* EXERCISE DETAILS: Every record here should be printed again exactly.

BEGIN INFORMATION SHOWN

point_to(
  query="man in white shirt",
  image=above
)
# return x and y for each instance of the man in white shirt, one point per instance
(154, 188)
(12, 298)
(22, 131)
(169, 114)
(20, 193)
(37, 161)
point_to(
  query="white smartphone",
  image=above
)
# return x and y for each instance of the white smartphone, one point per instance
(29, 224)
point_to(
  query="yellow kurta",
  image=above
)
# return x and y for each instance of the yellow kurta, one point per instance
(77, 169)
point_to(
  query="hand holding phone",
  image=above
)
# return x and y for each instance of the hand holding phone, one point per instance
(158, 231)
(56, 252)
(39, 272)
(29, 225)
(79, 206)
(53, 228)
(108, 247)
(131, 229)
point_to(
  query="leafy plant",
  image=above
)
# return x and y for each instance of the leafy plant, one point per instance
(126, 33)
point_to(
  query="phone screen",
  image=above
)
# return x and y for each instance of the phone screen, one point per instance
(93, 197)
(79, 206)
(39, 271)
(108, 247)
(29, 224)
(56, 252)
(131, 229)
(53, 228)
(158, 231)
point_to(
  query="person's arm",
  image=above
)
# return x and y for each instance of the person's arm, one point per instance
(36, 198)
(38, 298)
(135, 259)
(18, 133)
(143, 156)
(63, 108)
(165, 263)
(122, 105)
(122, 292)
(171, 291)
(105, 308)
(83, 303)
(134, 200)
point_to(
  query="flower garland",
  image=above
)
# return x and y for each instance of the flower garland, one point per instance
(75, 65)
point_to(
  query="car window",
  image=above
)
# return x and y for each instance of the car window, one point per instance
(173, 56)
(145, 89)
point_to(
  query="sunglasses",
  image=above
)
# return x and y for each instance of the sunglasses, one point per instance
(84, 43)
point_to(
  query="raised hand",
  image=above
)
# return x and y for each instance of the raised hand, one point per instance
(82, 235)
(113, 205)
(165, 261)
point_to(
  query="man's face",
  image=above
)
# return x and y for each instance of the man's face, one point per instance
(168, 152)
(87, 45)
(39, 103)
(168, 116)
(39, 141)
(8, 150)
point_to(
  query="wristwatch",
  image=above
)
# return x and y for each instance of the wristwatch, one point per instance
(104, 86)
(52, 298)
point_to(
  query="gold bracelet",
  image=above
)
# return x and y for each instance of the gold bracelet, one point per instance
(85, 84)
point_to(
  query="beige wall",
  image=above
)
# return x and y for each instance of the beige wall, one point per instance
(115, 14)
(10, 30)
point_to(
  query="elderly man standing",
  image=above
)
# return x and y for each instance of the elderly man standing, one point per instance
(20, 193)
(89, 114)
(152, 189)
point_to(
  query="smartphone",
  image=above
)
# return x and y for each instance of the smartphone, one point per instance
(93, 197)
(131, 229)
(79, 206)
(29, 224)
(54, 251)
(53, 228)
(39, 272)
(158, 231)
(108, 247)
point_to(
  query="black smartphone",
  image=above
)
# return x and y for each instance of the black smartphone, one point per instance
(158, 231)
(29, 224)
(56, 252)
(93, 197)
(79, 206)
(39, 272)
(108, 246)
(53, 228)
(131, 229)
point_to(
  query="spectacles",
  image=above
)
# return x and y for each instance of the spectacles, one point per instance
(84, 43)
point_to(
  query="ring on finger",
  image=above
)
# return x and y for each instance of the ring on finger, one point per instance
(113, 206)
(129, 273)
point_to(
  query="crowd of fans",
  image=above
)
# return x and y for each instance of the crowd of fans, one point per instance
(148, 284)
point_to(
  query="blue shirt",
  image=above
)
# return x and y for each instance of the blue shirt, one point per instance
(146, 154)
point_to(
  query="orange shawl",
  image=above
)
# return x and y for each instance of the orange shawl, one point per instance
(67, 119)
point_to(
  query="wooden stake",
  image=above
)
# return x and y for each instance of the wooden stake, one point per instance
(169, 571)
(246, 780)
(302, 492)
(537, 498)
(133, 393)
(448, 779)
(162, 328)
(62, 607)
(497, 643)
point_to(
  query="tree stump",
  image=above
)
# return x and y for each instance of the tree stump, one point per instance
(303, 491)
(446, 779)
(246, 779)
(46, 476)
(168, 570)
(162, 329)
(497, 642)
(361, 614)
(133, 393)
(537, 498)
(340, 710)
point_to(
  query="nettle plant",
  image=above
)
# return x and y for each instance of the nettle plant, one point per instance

END INFORMATION SHOWN

* RESULT OF THIS EXERCISE:
point_to(
  query="man in white shirt",
  image=above
)
# return x and y for each instance of the man in white shirt, one point per instance
(154, 188)
(12, 298)
(22, 131)
(169, 114)
(20, 193)
(37, 161)
point_to(
  query="white smartphone",
  image=above
)
# return x and y for each instance of the white smartphone, one point per instance
(29, 224)
point_to(
  query="yellow kurta",
  image=above
)
# return x and y for each instance of the yellow kurta, one point per instance
(77, 169)
point_to(
  query="hand holding phone",
  image=above
)
# return x and y for each instance of the hand holding phone, one point per instance
(158, 231)
(56, 252)
(39, 272)
(29, 225)
(79, 206)
(53, 228)
(108, 247)
(131, 229)
point_to(
  query="leafy plant",
  image=above
)
# return x and y for each instance of the leafy plant, one point per instance
(126, 33)
point_to(
  query="phone screen",
  image=above
)
# return x and y for each instance of the phone screen, one point per instance
(93, 197)
(79, 206)
(39, 271)
(108, 247)
(29, 224)
(56, 252)
(131, 229)
(53, 228)
(158, 231)
point_to(
  query="person's arm",
  image=above
)
# return x and y for each instance of the person's arm, one point per instance
(36, 198)
(38, 298)
(135, 259)
(18, 133)
(143, 156)
(63, 108)
(165, 263)
(122, 105)
(122, 292)
(171, 291)
(105, 308)
(83, 303)
(134, 200)
point_to(
  query="flower garland",
  image=above
)
# return x and y for each instance of the flower garland, one point per instance
(75, 65)
point_to(
  query="car window",
  image=above
)
# return x and y for each instance of the car window, one point per instance
(173, 56)
(145, 89)
point_to(
  query="sunglasses",
  image=above
)
# return x and y for each instance of the sunglasses, one point per instance
(84, 43)
point_to(
  query="raised hand",
  image=above
)
# return x and y for each instance of the raised hand, one point per instance
(82, 235)
(113, 205)
(165, 261)
point_to(
  query="man's face",
  image=above
)
# return x and y for each instance of the man's face, one point per instance
(168, 152)
(87, 45)
(39, 103)
(168, 116)
(39, 141)
(8, 150)
point_to(
  query="wristwatch",
  image=above
)
# return x and y for each instance of the wristwatch, one point per instance
(104, 86)
(52, 298)
point_to(
  query="gold bracelet",
  image=above
)
# return x and y for each instance of the gold bracelet, one point per instance
(85, 84)
point_to(
  query="beige wall",
  image=above
)
# return x and y for each instance of the beige wall, one point per instance
(115, 14)
(10, 30)
point_to(
  query="elderly man standing",
  image=above
)
# return x and y for each instance of the elderly man standing, one point per instance
(20, 193)
(89, 114)
(152, 189)
point_to(
  query="smartphone",
  image=above
)
# return x and y for each instance of the smartphone, one point per instance
(93, 197)
(131, 229)
(79, 206)
(29, 224)
(54, 251)
(53, 228)
(39, 272)
(158, 231)
(108, 247)
point_to(
  query="black smartphone",
  image=above
)
# return x and y for each instance of the black smartphone, one point per instance
(158, 231)
(29, 224)
(56, 252)
(93, 197)
(79, 206)
(39, 272)
(108, 246)
(53, 228)
(131, 229)
point_to(
  query="spectacles",
  image=above
)
# return x and y for each instance of the spectacles, one point per instance
(84, 43)
point_to(
  query="ring on finger",
  image=above
)
# return x and y for each instance of the ring on finger, one point per instance
(113, 206)
(129, 273)
point_to(
  query="crowd of fans",
  image=above
)
# return x and y for each instance of the crowd of fans, one point per instance
(148, 284)
point_to(
  query="blue shirt",
  image=above
)
# return x and y for each instance of the blue shirt, one point per instance
(146, 154)
point_to(
  query="orange shawl",
  image=above
)
# return x and y for each instance of the orange shawl, one point per instance
(67, 119)
point_to(
  query="wooden stake",
  image=above
)
# return x and y for each instance of the wooden stake, one point per instance
(169, 571)
(246, 780)
(302, 492)
(537, 498)
(133, 393)
(448, 779)
(162, 328)
(62, 607)
(497, 643)
point_to(
  query="tree stump",
  image=above
)
# return x and y for each instance of the tree stump, one point per instance
(303, 491)
(446, 779)
(246, 779)
(46, 476)
(168, 570)
(162, 329)
(497, 642)
(361, 614)
(133, 393)
(537, 498)
(340, 710)
point_to(
  query="nettle plant",
  image=above
)
# return x and y for each instance of the nettle plant, one point per instance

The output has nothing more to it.